-- Task input --
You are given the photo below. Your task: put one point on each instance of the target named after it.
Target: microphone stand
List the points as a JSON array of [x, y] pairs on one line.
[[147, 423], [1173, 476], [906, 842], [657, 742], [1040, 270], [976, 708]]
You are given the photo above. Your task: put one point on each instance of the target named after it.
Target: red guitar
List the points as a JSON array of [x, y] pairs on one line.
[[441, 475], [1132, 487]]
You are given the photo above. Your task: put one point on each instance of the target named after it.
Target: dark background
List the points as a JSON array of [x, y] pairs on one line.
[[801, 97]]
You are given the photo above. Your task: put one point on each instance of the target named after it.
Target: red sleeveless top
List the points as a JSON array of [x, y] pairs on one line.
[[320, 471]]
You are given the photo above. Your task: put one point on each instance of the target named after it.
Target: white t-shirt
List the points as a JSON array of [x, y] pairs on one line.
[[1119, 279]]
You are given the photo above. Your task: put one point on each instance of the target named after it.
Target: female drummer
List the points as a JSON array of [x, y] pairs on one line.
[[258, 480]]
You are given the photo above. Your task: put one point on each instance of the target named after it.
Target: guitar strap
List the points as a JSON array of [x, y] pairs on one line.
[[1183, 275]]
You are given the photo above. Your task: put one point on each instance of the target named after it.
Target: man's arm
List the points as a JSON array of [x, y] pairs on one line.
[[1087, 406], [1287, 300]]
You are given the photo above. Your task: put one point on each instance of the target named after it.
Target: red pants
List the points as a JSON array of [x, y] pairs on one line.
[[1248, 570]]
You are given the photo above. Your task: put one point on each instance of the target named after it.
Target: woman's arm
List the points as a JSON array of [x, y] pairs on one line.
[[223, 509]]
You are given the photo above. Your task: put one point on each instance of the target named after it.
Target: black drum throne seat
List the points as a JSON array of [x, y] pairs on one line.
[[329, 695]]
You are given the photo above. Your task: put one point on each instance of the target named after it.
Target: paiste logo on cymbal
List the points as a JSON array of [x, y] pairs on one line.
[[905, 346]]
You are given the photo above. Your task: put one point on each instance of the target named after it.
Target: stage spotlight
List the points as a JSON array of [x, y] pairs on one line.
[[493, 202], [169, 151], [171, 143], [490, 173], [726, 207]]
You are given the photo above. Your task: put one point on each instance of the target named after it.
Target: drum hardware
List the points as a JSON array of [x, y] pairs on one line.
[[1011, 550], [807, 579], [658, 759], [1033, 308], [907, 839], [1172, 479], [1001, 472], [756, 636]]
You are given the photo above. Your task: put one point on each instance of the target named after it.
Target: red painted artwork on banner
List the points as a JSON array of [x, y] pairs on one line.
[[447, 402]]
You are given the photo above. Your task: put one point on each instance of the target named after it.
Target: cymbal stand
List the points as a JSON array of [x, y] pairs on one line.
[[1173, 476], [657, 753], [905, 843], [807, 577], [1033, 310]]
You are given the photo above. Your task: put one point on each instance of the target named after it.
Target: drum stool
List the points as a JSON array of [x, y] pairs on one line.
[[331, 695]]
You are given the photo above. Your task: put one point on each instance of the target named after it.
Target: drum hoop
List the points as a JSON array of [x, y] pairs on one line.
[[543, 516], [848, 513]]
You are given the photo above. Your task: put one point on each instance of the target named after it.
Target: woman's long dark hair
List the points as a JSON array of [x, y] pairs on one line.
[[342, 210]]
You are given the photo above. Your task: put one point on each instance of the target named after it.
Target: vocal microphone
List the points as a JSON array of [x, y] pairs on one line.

-- What is expected --
If a line of the records above holds the word "guitar", show it.

-- Output below --
Target: red guitar
Target: guitar strap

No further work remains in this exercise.